[START Extract provided]

We begin with Table 5, which shows the 30 individuals with the most negative INDCHI values (redundant patterns removed). Clearly the INDCHI values do not deviate much from zero. These appear to be individuals who are relatively consistent across positively and negatively worded items, as judged by PN values, but who clearly are inconsistent within item type. These individual all have implausible response patterns as judged by ds, are severely down-weighted in estimation, and are judged as unmodelable by the dr indices. Thus Table 5 contains the people with unusual, possibly invalid, response patterns that end up favoring the unidimensional model. What exactly to make of a response pattern of 11423 42111 as possibly reflecting a single “trait” of self-esteem is a mystery to us.
In Table 6 are shown example response patterns that are more likely under the bifactor and that make the bifactor statistically superior to the unidimensional model. Importantly, note that in Table 6, there were many response patterns such as 11111 44444, but we deleted redundant patterns. In contrast to Table 5, these individuals have very large PN values, indicating either invalid responding (e.g., not reading the items), yea or nay saying, misunderstanding how to use the response options, or they profess to have low self-esteem but will not endorse any negative self-evaluations or vice versa. Like the individuals in Table 5, these individuals also have very large ds values and receive very low weights in estimation. Unlike the individuals in Table 5, these individuals are deemed not to fit the unidimensional model, but to have residuals that are small and not-significant in the bifactor.
This illustrates precisely our concern about the bifactor displaying superior fit, partly because it can accommodate a certain type of unlikely, possibly invalid response pattern, namely, a pattern that is inconsistent between item types, but consistent within. The pattern 12111 44444, for example, has a value of 69.34 in the unidimensional model, and 11.23 in the bifactor. In turn, this individual contributes 15.64 to the overall INDCHI; when there are many such individuals, as in this dataset, those sizable INDCHI can greatly impact model comparison.

[END Extract provided]

### Given exercise
List every ten-digit response pattern quoted in the passage on unidimensional versus bifactor fit.

[START Provided information]

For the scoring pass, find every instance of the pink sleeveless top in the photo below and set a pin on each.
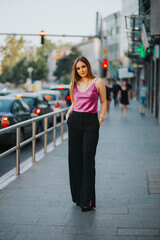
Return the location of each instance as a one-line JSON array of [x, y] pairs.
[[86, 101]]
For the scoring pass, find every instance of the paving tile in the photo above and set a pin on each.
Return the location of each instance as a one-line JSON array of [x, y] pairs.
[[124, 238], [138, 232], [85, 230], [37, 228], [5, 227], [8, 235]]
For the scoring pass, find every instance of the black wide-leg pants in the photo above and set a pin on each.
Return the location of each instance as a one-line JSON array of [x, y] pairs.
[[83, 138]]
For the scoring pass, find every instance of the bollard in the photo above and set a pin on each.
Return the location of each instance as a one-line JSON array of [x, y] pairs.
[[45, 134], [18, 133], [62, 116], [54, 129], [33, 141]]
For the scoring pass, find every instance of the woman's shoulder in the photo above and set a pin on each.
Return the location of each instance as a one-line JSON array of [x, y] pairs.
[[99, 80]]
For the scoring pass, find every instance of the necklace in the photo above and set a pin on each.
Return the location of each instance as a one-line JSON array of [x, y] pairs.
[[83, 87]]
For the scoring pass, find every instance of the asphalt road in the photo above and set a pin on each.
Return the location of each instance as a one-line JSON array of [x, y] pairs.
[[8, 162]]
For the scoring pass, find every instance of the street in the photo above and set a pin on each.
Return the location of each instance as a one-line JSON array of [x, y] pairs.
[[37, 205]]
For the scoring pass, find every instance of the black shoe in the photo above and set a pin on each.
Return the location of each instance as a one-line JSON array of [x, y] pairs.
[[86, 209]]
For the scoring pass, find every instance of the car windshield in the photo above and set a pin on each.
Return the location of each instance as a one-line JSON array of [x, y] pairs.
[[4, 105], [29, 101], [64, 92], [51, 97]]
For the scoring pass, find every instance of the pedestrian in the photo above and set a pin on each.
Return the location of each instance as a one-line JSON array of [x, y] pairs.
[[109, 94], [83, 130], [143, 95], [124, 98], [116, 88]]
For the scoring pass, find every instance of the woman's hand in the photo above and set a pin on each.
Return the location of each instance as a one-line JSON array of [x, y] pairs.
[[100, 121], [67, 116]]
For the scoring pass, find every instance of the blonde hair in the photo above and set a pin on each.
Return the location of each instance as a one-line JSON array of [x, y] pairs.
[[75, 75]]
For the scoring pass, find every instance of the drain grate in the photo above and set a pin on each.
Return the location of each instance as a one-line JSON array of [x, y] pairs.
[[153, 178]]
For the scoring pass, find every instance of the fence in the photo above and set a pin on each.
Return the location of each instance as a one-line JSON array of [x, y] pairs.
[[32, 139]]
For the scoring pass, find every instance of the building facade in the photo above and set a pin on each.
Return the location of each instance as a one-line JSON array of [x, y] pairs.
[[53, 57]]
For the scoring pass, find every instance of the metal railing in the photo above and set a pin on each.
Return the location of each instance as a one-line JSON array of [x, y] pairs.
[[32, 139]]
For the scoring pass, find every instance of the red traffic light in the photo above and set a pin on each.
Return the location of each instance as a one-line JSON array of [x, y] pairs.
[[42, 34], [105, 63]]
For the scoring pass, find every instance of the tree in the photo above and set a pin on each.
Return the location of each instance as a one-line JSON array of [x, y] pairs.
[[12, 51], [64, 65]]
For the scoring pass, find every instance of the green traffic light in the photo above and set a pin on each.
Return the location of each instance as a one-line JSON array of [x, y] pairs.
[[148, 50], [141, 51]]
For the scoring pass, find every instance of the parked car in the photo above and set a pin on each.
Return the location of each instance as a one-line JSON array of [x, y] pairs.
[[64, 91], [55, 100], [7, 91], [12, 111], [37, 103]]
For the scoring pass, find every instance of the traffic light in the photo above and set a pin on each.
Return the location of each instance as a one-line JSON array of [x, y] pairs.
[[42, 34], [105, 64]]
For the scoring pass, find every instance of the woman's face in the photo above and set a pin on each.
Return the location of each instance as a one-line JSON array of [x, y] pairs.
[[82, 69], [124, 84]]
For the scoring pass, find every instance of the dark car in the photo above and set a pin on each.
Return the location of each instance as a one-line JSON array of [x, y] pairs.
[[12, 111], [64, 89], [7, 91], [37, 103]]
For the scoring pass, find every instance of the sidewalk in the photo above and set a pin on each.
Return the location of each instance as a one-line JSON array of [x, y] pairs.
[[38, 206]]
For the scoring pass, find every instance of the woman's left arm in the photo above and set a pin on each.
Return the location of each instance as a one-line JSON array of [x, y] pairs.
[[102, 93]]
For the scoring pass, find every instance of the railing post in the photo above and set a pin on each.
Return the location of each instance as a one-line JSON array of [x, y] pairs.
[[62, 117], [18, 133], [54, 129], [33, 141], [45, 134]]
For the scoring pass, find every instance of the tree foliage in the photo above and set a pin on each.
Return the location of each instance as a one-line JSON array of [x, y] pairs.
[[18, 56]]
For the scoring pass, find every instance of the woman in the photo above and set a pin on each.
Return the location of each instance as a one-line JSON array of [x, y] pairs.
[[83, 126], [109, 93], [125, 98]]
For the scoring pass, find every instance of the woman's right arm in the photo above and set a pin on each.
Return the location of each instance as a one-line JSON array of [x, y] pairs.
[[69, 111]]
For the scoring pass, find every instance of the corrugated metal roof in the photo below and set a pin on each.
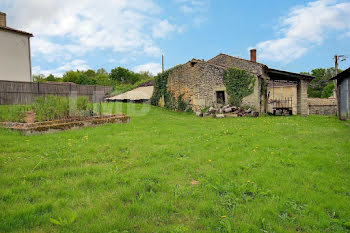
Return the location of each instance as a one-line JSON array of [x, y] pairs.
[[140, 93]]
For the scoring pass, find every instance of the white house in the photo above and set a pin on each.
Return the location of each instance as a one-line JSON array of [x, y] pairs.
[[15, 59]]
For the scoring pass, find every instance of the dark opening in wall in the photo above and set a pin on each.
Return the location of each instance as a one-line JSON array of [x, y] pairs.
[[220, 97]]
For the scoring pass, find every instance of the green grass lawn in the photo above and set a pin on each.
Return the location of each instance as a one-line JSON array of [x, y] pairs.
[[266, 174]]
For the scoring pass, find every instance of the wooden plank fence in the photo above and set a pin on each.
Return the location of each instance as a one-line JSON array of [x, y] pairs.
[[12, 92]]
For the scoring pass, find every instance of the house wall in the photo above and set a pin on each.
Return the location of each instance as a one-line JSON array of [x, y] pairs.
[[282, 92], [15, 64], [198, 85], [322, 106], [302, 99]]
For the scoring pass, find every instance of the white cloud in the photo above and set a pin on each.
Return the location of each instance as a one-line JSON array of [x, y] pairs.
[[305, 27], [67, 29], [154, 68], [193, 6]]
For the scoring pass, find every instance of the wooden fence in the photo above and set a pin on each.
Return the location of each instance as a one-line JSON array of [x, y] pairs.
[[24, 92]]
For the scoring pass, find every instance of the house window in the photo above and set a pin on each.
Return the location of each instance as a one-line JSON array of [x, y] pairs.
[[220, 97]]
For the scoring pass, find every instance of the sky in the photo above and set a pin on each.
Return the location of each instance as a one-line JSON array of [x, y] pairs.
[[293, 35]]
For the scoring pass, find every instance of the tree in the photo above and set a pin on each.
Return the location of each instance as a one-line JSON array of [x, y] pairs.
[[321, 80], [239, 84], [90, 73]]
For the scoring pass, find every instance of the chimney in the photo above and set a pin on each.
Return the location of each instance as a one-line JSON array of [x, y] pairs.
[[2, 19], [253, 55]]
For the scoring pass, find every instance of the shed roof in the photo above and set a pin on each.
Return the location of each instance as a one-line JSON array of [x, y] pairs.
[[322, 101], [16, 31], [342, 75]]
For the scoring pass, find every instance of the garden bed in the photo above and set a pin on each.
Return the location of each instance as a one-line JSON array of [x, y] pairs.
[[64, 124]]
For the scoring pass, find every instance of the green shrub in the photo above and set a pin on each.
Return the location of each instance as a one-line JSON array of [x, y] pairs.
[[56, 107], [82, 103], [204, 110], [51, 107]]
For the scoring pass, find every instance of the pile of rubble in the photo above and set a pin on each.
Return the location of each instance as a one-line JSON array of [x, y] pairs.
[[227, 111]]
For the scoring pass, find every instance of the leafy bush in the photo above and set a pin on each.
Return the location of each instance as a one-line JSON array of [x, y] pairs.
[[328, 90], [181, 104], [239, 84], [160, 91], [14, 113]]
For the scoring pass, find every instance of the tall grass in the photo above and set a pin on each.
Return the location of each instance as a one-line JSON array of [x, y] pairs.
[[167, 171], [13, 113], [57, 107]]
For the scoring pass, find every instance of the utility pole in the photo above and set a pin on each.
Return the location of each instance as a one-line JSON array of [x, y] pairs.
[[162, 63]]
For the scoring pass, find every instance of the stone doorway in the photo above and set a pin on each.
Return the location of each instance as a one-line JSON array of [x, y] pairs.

[END Provided information]
[START Provided information]

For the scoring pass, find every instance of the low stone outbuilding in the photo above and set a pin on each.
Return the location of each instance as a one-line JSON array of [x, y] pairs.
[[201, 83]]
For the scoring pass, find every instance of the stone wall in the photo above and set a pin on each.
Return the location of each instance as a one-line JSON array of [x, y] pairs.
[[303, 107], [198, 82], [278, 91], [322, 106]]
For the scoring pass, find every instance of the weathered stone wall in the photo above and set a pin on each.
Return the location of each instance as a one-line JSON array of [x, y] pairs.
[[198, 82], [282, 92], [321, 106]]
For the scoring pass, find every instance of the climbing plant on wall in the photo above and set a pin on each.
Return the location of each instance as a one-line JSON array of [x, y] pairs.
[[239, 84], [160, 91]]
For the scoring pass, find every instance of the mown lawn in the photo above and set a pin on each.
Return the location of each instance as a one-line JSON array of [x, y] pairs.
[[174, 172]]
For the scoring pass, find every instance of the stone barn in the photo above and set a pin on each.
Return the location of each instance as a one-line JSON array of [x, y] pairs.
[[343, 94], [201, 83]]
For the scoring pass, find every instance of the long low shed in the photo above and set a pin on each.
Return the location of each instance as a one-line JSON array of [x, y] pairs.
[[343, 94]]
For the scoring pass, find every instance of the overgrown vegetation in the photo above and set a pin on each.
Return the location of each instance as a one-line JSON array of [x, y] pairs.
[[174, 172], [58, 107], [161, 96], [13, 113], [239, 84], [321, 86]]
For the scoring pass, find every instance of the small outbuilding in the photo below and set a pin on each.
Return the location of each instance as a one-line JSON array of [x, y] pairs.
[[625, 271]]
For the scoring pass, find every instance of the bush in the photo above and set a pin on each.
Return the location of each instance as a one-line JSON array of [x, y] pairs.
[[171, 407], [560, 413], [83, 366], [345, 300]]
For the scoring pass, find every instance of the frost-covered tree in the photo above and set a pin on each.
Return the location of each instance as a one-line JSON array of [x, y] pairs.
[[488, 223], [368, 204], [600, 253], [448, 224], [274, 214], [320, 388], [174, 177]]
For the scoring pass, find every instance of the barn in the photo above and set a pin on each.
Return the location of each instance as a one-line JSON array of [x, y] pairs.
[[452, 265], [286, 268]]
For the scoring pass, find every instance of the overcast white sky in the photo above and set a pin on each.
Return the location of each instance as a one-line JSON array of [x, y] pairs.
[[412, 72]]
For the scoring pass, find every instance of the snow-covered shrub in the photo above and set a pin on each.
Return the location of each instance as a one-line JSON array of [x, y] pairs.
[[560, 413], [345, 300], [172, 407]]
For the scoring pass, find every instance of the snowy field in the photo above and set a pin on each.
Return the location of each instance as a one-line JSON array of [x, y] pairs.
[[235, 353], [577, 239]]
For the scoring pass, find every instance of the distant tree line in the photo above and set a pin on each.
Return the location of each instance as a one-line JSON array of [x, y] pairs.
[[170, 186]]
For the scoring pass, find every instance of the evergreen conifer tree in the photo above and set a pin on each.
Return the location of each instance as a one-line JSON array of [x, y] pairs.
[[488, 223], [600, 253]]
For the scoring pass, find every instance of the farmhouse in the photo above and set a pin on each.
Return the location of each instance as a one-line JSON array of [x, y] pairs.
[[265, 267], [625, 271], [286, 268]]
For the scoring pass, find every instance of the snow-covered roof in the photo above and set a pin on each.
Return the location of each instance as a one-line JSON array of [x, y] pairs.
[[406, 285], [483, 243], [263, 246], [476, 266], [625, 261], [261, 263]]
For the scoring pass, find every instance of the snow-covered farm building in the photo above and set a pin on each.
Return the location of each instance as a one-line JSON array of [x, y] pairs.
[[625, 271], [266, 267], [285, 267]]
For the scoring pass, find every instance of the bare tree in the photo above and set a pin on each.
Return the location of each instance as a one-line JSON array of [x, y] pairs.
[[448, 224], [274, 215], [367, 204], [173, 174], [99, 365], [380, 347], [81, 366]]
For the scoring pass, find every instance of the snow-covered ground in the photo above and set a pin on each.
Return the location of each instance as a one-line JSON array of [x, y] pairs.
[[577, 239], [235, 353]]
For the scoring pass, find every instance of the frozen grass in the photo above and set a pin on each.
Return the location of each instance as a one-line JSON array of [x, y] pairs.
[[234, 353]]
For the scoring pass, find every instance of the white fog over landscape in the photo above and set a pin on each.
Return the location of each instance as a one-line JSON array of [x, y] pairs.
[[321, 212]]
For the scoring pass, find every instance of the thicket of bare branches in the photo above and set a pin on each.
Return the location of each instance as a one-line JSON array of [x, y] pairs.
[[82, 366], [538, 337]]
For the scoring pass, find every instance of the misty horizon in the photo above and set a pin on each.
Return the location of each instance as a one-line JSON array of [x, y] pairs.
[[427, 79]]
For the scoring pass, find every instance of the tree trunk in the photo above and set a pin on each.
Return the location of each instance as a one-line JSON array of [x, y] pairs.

[END Provided information]
[START Provided information]

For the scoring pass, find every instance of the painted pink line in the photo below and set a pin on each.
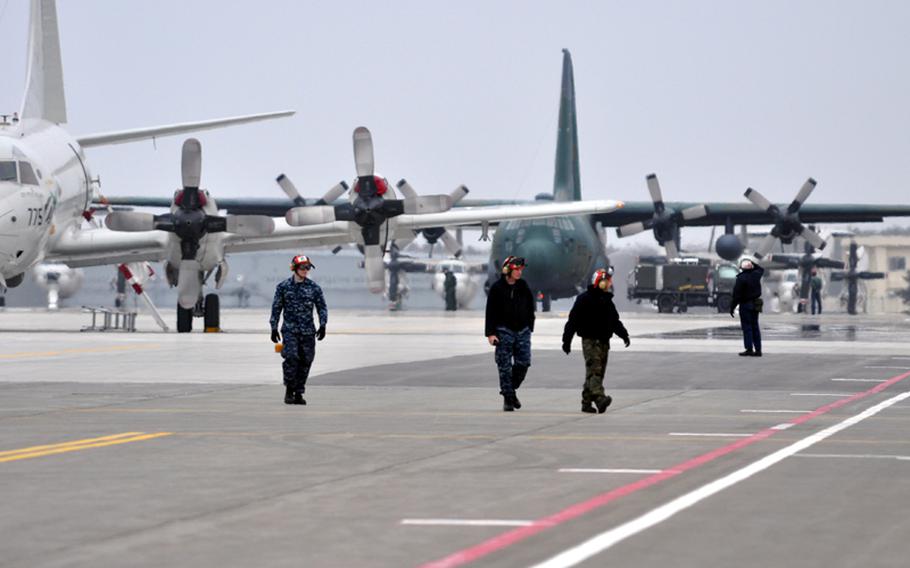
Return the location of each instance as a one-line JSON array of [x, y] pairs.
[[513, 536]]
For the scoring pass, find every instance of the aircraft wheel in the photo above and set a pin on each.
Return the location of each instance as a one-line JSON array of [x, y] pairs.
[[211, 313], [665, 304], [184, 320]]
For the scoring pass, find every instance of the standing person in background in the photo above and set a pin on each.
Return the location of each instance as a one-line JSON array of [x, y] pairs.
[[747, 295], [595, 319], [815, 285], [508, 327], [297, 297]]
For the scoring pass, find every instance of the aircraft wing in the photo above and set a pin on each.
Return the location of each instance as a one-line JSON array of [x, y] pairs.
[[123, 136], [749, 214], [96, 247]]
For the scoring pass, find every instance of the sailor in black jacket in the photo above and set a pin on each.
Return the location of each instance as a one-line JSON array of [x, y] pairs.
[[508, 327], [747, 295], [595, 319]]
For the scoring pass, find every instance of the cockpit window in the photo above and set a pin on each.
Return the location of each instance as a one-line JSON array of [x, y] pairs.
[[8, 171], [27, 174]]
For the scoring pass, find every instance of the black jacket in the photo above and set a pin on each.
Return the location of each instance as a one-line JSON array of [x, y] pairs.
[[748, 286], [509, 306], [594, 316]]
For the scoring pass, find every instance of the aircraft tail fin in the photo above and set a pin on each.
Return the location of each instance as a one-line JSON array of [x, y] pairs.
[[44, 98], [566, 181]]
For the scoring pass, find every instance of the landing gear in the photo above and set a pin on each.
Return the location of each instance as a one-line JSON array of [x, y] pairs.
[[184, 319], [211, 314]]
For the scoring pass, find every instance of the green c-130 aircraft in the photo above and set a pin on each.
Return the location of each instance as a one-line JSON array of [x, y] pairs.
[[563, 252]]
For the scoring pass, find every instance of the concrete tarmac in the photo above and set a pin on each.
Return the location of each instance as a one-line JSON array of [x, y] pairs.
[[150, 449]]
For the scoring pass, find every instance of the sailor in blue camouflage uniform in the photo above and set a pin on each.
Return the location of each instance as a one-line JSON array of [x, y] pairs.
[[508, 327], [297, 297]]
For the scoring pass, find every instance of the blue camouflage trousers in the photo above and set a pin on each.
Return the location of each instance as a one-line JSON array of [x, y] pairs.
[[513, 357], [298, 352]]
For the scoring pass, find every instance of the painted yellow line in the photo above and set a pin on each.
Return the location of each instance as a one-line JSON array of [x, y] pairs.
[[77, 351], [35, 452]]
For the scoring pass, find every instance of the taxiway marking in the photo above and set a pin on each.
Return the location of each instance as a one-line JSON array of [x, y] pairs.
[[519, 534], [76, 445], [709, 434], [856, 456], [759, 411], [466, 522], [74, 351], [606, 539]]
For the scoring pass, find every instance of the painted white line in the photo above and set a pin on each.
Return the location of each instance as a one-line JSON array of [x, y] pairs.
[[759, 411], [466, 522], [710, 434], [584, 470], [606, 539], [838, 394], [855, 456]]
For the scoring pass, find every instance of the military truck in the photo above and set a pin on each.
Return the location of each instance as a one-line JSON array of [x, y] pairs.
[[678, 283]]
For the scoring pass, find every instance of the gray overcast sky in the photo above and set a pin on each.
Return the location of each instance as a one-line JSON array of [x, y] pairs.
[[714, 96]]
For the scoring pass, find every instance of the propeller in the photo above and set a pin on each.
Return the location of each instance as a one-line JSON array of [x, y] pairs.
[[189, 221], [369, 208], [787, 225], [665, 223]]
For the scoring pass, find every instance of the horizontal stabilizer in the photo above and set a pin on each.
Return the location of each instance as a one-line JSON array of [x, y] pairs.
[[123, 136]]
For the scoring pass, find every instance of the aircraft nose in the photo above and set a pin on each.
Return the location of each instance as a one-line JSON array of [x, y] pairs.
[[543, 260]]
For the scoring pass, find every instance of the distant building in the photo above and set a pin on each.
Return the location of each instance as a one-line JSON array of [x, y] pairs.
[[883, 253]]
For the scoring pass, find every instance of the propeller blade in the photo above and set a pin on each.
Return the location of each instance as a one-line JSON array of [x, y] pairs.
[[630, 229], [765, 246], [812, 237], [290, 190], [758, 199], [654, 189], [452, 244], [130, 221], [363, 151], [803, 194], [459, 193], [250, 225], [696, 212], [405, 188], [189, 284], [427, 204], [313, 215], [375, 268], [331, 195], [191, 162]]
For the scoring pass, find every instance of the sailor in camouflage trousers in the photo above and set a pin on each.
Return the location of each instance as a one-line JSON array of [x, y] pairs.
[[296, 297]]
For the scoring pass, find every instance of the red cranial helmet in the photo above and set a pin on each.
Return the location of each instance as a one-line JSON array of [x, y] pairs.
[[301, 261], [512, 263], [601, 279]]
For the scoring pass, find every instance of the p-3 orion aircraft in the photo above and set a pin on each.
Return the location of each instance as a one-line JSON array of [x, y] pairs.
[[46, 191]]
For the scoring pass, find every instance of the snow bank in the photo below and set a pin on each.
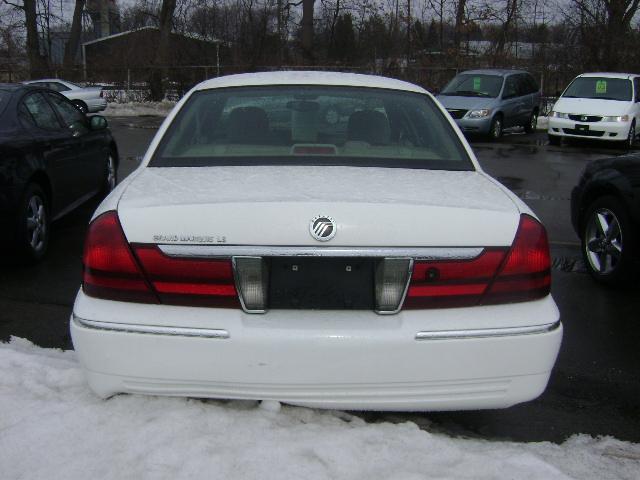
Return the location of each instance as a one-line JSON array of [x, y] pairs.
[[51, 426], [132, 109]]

[END Provided information]

### Task solution
11423 42111
11111 44444
12111 44444